- **Kutipan Halaman**
MAKALAH
Disusun Guna Memenuhi Tugas
Mid Semester Mata Kuliah Sejarah Pendidikan Islam Indonesia
Dosen Pengampu Sukawi Hasan,
S.Ag, S.H
Disusun Oleh:
Nama : Khoirul Untsa
NIM :
110150
Kelas / Semester : E / IV
PERAN
PARPOL ISLAM DALAM PENDIDIKAN ISLAM DI INDONESIA MASA REFORMASI
A.
PENDAHULUAN
Gagasan untuk membuat partai politik
pasca Soeharto merupakan salah satu dampak semangat reformasi yang sedang
berlangsung. Dorongan ke arah sistem politik yang memiliki banyak partai sangat
kuat sebagai reaksi terhadap pengebirian parpol di bawah rezim orde baru.

- **Tugas Wajib**
a: Sebutkan semua label data penyusun yang tercantum di bawah "Disusun Oleh:" dalam makalah tentang peran parpol Islam.
b: Menurut makalah tentang peran parpol Islam, dorongan ke arah sistem politik dengan banyak partai muncul sebagai reaksi terhadap apa?
c: Lanjutkan makalah tentang peran parpol Islam dalam pendidikan Islam masa reformasi, dimulai sesudah kalimat terakhirnya.

- **Kumpulan Entri**
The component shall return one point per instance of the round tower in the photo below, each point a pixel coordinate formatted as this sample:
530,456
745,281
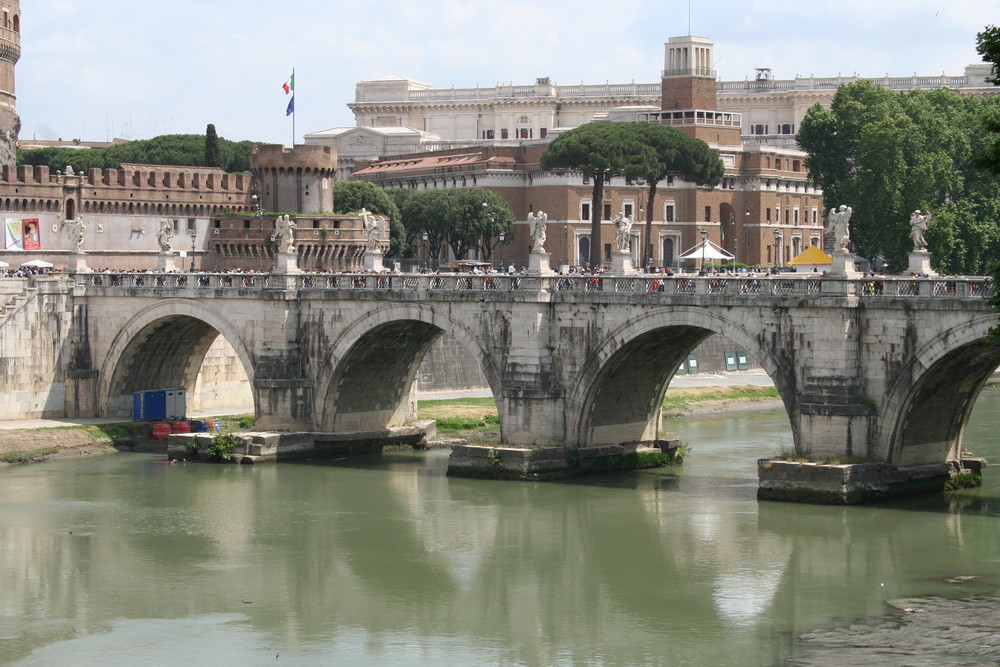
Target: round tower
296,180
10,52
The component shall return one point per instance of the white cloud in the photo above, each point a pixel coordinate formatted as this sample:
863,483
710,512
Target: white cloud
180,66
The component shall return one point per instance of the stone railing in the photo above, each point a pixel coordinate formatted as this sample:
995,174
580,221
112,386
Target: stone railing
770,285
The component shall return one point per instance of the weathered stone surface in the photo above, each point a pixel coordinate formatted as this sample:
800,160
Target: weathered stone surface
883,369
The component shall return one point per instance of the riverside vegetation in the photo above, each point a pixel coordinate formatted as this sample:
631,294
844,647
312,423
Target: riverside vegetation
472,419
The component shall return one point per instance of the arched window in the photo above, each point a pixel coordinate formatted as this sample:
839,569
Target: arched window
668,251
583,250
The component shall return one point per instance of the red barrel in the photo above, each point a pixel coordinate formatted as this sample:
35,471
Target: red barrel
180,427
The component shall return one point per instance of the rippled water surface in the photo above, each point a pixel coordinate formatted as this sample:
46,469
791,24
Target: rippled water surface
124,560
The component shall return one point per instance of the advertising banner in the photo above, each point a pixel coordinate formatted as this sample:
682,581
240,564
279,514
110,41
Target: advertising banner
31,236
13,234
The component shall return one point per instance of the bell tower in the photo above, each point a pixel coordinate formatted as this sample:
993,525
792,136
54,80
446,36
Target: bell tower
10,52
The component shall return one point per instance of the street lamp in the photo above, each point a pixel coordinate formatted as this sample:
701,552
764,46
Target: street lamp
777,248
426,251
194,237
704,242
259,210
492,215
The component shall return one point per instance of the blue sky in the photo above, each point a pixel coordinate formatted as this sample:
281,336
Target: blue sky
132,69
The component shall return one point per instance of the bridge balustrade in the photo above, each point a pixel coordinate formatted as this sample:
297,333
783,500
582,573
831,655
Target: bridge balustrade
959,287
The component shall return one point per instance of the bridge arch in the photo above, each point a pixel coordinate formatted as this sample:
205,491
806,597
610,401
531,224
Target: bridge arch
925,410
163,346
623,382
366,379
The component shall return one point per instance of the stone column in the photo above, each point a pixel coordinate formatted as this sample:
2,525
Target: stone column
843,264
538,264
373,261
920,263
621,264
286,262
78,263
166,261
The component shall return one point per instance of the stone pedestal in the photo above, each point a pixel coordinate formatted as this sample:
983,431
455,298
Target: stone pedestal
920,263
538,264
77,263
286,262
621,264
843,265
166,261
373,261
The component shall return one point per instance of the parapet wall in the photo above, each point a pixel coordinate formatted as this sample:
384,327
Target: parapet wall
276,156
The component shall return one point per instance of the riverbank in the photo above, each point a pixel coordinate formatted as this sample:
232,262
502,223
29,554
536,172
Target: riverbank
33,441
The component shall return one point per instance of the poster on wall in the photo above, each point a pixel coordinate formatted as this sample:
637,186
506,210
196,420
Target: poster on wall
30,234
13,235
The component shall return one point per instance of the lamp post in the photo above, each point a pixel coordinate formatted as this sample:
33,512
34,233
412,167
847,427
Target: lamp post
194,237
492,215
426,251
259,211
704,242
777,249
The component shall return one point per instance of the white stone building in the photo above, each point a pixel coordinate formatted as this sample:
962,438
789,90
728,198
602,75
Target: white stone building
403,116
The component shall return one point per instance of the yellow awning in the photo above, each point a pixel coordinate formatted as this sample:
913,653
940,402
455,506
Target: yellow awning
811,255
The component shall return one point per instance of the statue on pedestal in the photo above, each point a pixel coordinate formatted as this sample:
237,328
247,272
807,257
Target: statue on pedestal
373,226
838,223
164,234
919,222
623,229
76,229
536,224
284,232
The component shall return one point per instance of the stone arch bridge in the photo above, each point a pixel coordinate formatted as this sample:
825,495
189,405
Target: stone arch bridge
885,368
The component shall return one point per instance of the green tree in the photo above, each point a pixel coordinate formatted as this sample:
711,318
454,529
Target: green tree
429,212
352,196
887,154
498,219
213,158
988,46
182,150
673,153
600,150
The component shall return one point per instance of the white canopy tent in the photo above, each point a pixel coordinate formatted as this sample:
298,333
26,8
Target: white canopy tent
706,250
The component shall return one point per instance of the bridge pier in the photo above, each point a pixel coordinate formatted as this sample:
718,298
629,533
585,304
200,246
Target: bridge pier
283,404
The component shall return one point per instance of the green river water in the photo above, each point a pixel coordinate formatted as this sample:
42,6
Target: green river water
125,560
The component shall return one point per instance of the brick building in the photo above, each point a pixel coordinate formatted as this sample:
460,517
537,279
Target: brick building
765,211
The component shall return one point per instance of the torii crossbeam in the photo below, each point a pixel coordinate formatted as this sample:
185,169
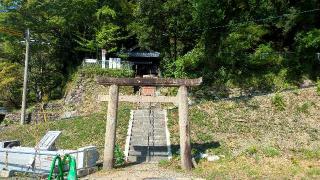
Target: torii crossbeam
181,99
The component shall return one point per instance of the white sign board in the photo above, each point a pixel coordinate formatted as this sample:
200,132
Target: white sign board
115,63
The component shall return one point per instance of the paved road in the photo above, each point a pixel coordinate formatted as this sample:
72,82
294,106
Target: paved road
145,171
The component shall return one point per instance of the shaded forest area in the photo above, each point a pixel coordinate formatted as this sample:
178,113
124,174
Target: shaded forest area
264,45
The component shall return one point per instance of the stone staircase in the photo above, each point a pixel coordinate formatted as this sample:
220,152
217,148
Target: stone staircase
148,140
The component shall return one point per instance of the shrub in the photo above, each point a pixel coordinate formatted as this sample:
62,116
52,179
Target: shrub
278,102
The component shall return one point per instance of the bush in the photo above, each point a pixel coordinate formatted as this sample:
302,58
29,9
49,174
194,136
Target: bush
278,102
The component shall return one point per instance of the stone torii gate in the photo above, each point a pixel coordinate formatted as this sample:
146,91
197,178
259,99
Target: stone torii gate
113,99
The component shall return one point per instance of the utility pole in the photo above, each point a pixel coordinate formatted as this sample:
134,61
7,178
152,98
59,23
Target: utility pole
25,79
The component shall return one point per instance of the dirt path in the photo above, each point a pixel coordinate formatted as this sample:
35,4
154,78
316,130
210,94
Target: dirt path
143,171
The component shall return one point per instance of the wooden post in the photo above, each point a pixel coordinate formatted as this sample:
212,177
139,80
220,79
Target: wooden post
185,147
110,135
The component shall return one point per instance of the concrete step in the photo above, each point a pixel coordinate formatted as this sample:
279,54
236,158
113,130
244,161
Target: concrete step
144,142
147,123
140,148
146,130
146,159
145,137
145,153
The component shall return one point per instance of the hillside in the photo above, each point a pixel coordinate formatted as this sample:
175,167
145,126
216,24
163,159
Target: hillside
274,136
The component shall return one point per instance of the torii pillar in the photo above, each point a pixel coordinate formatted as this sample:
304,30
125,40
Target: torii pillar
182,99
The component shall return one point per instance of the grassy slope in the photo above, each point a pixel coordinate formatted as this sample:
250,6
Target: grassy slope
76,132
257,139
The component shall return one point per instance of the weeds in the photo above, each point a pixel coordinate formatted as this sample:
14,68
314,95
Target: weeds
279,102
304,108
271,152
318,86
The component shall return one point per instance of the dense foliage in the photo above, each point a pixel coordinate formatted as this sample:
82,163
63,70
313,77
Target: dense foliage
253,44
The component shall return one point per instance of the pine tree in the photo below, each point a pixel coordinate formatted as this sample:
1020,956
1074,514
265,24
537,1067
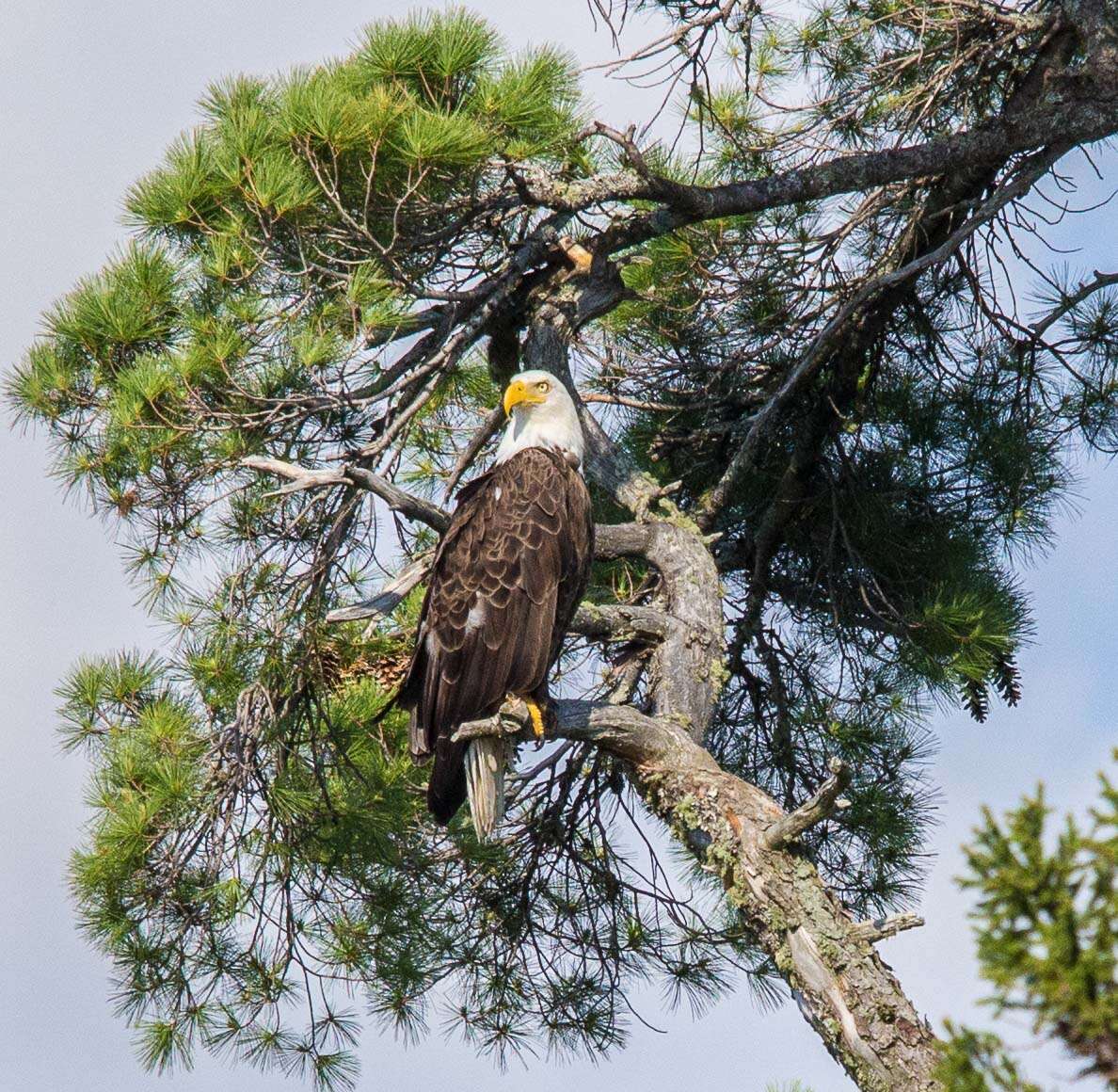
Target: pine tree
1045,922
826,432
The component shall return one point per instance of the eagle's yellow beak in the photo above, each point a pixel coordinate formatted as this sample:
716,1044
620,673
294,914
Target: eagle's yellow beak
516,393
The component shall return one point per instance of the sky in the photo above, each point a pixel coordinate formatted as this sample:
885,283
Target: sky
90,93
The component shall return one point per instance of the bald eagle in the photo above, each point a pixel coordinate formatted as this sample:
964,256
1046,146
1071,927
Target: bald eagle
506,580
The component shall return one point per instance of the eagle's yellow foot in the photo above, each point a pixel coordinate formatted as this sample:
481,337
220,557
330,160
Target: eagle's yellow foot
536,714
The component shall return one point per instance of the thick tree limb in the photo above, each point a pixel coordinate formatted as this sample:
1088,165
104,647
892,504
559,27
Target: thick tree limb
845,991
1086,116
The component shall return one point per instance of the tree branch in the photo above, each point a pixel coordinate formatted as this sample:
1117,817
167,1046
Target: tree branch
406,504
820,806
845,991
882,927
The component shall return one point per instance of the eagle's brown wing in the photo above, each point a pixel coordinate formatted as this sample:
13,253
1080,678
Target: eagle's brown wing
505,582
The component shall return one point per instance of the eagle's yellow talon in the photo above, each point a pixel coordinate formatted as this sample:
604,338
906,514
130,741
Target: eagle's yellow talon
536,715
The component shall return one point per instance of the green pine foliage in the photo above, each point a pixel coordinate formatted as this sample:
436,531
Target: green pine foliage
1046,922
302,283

- **Jawaban Tiap Tugas**
a: Nama, NIM, Kelas / Semester

b: Terhadap pengebirian parpol di bawah rezim orde baru.

c:
Kendatipun pada masa sebelum reformasi sistem multi partai juga diakui tetapi
dalam kenyataannya yang ada (Golkar, PPP dan PDI) tidak dapat sepenuhnya
disebut sebagai multi partai karena ketergantungannya pada negara dan
ketidakmampuannya dalam melakukan kompetisi secara wajar dan adil untuk membentuk
pemerintahan.
Dengan runtuhnya rezim Soeharto maka
dimungkinkan perombakan menyeluruh terhadap sistem partai politik di negeri
ini. Munculnya berbagai organisasi sosial politik yang berorientasi aliran
seperti yang terjadi belakangan ini, bisa mengganggu proses kohesivitas bangsa
dan menunjukkan betapa masih ringkihnya bangunan sosial dalam batang tubuh
masyarakat Indonesia termasuk didalamnya dapat mempengaruhi lembaga- lembaga
pendidikan di Indonesia.
B.
RUMUSAN
MASALAH
Sesuai dengan abstraksi di atas maka
pemakalah akan membahas beberapa masalah diantaranya:
1.
Apa
pengertian partai politik?
2.
Apa
pengertian pendidikan Islam?
3.
Bagaimana
peran partai politik dalam pendidikan Islam di Indonesia masa reformasi?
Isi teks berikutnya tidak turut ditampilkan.